Pertanyaannya adalah adakah
keberanian untuk mempertanggung jawabkan seluruh akar masalah atau tidak, sebab
jika masyarakat mengetahui bahwa telah terjadi tindakan melangar atau dalam
istilah masyarakat Buton-Wakatobi adalah sabara gau, atau limpagi,
maka pelaku harus mampu mepertanggungjawabkan segala tindakannya, baik di
hadapan masyarakat (sara) maupun di hadapan hukum pemerintah RI? ini
akan menjadi ruang bagaimana membangun kehidupan yang lebih baik di Wakatobi,
baik dari segi penegakan hukum maupun dari segi pemenuhan kepentingan umum
masyarakat Wakatobi.

+ + +

[Rincian Latihan]
Salin lagi bagian teks tentang Wakatobi, mulai dari kata-kata "Pertanyaannya adalah adakah" dan berhenti setelah "masyarakat Wakatobi.". Tukar "hukum pemerintah RI" dengan "hukum negara".

[Data yang Diambil]
+ + +

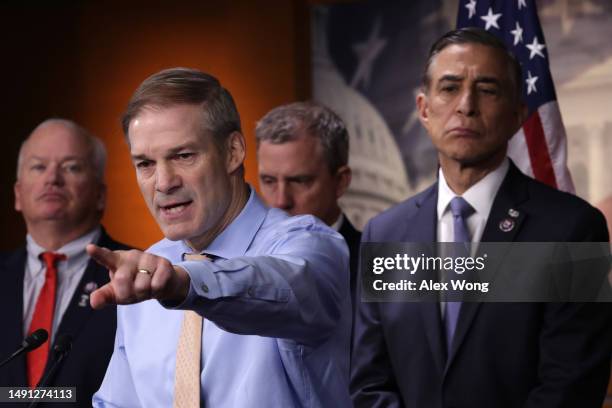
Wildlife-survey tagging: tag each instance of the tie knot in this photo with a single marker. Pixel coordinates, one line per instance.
(51, 258)
(461, 208)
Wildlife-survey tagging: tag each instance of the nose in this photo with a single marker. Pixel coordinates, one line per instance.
(468, 104)
(283, 198)
(166, 178)
(54, 175)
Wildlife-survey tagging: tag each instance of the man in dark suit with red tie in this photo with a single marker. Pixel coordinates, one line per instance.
(469, 354)
(61, 194)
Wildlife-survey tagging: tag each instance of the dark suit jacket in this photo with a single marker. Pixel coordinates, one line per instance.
(93, 332)
(503, 354)
(353, 239)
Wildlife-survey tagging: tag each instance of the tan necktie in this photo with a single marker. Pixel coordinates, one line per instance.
(188, 355)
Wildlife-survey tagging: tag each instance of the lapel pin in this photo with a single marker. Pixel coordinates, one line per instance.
(506, 225)
(84, 300)
(90, 287)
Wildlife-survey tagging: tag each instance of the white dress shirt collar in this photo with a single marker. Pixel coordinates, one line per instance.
(480, 196)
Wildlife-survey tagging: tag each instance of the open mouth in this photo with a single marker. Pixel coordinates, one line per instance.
(174, 209)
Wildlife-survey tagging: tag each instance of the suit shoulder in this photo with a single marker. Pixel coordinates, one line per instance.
(567, 209)
(11, 257)
(556, 201)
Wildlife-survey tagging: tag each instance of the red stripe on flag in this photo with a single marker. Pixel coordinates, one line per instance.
(538, 150)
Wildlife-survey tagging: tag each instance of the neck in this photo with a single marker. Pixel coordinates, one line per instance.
(238, 199)
(54, 235)
(460, 177)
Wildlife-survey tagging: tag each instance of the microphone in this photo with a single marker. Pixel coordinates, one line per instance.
(61, 348)
(33, 341)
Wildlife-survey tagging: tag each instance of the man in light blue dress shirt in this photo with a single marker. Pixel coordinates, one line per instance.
(274, 296)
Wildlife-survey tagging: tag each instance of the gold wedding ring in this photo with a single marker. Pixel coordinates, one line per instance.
(146, 272)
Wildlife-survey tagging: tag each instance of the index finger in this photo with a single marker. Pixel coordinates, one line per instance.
(103, 256)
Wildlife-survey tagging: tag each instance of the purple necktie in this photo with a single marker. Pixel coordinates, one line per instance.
(461, 210)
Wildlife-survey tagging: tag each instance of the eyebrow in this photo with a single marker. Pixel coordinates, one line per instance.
(479, 79)
(63, 159)
(170, 152)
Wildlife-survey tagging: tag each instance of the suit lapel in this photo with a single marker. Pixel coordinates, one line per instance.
(79, 310)
(11, 318)
(503, 225)
(421, 228)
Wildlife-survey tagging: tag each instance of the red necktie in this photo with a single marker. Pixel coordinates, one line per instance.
(43, 318)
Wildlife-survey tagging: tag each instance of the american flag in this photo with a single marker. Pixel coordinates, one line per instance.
(540, 147)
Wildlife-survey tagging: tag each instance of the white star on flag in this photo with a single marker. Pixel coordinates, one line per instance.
(491, 19)
(471, 6)
(536, 48)
(517, 33)
(531, 80)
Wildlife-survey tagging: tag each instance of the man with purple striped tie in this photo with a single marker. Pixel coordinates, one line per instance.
(474, 354)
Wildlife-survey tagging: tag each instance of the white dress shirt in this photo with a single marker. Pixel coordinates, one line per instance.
(69, 274)
(480, 196)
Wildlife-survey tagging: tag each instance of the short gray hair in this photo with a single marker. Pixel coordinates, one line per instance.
(283, 124)
(475, 35)
(177, 86)
(97, 148)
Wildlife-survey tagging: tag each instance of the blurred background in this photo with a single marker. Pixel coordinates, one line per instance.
(82, 60)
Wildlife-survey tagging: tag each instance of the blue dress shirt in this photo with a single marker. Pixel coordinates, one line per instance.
(277, 310)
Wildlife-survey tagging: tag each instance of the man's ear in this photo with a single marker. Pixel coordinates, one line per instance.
(17, 196)
(343, 180)
(235, 151)
(422, 104)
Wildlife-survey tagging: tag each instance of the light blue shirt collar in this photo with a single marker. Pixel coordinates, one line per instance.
(234, 240)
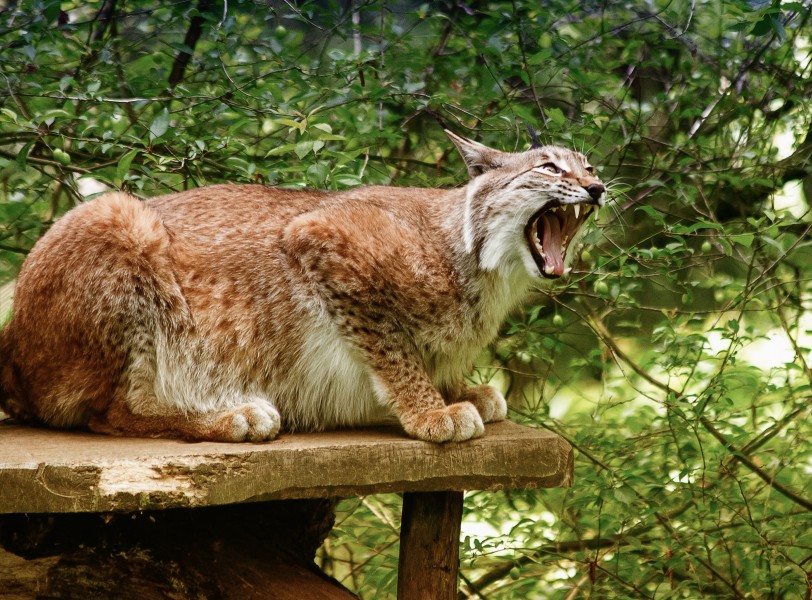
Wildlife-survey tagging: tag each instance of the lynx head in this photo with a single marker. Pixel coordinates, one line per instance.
(526, 208)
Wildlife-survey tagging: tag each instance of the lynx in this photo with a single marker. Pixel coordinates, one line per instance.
(227, 313)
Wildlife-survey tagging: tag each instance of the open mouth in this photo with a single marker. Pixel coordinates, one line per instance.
(550, 230)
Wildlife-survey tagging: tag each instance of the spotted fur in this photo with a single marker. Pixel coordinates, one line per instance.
(232, 311)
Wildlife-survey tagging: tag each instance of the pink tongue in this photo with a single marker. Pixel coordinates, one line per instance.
(551, 244)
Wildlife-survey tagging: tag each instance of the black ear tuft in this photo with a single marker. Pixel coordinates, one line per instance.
(478, 157)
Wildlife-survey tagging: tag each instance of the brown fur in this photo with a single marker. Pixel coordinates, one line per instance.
(227, 312)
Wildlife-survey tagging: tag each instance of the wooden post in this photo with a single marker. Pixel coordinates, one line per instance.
(429, 562)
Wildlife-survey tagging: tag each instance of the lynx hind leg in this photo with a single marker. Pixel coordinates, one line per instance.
(489, 402)
(254, 420)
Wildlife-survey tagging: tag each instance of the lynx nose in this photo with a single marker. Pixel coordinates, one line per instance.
(595, 190)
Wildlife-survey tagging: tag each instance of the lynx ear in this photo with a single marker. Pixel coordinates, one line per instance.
(478, 158)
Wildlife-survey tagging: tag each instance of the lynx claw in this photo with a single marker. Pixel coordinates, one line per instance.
(250, 422)
(454, 423)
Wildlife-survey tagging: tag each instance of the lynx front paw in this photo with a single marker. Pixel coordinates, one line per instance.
(250, 422)
(456, 423)
(489, 402)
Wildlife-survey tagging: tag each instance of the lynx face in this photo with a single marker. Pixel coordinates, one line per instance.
(527, 207)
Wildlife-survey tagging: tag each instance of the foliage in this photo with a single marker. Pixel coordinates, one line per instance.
(675, 359)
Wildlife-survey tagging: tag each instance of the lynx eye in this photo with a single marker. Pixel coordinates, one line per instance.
(549, 169)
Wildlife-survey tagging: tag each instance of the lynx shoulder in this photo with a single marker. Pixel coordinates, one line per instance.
(231, 311)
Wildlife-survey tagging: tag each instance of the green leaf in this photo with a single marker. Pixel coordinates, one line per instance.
(556, 116)
(159, 125)
(123, 167)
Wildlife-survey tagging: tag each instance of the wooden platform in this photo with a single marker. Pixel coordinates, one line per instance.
(103, 517)
(50, 471)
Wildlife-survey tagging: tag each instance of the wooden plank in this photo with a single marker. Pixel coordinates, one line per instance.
(429, 546)
(52, 471)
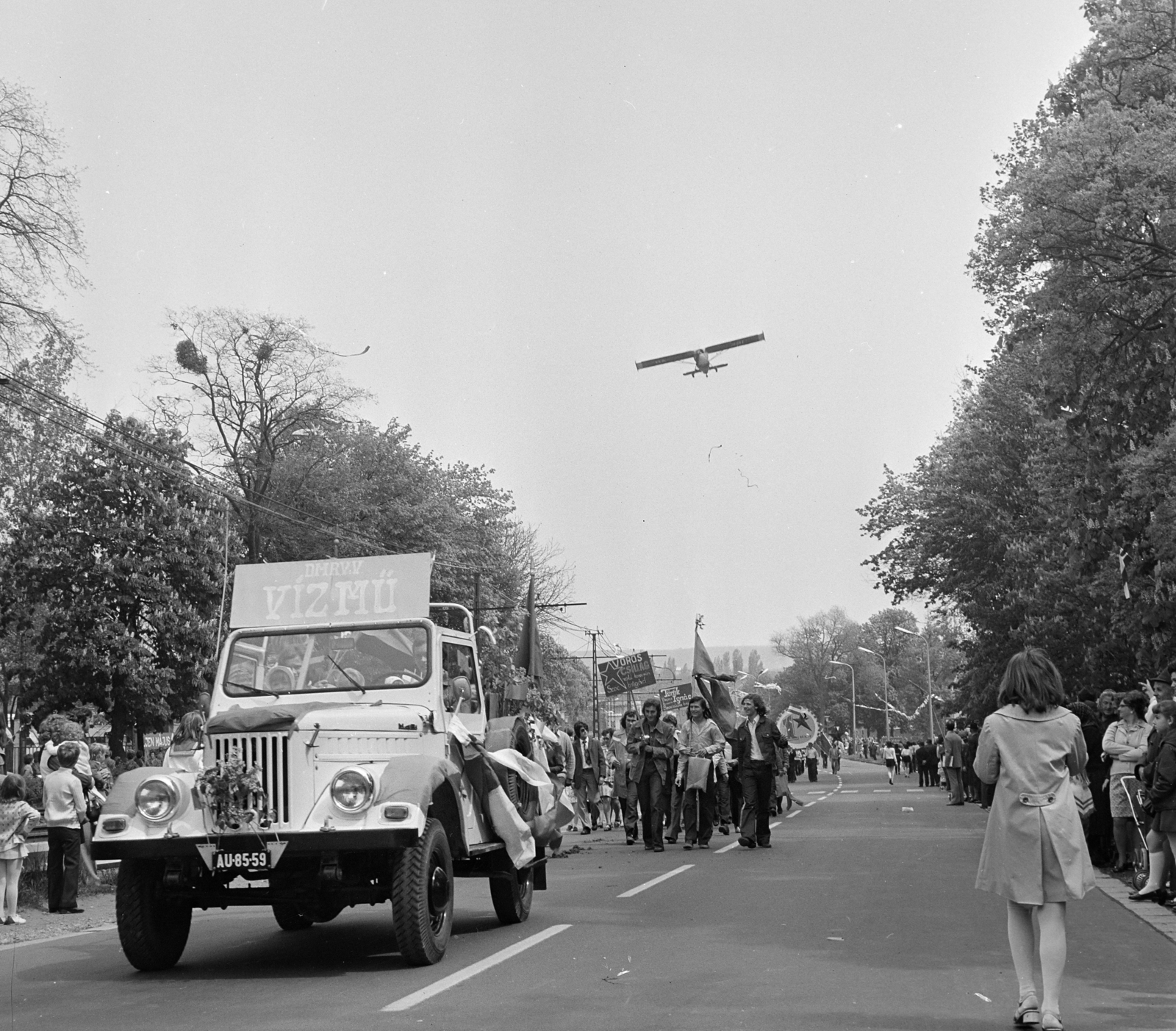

+ + +

[Hasil Tugas Ini]
Pertanyaannya adalah adakah
keberanian untuk mempertanggung jawabkan seluruh akar masalah atau tidak, sebab
jika masyarakat mengetahui bahwa telah terjadi tindakan melangar atau dalam
istilah masyarakat Buton-Wakatobi adalah sabara gau, atau limpagi,
maka pelaku harus mampu mepertanggungjawabkan segala tindakannya, baik di
hadapan masyarakat (sara) maupun di hadapan hukum negara? ini
akan menjadi ruang bagaimana membangun kehidupan yang lebih baik di Wakatobi,
baik dari segi penegakan hukum maupun dari segi pemenuhan kepentingan umum
masyarakat Wakatobi.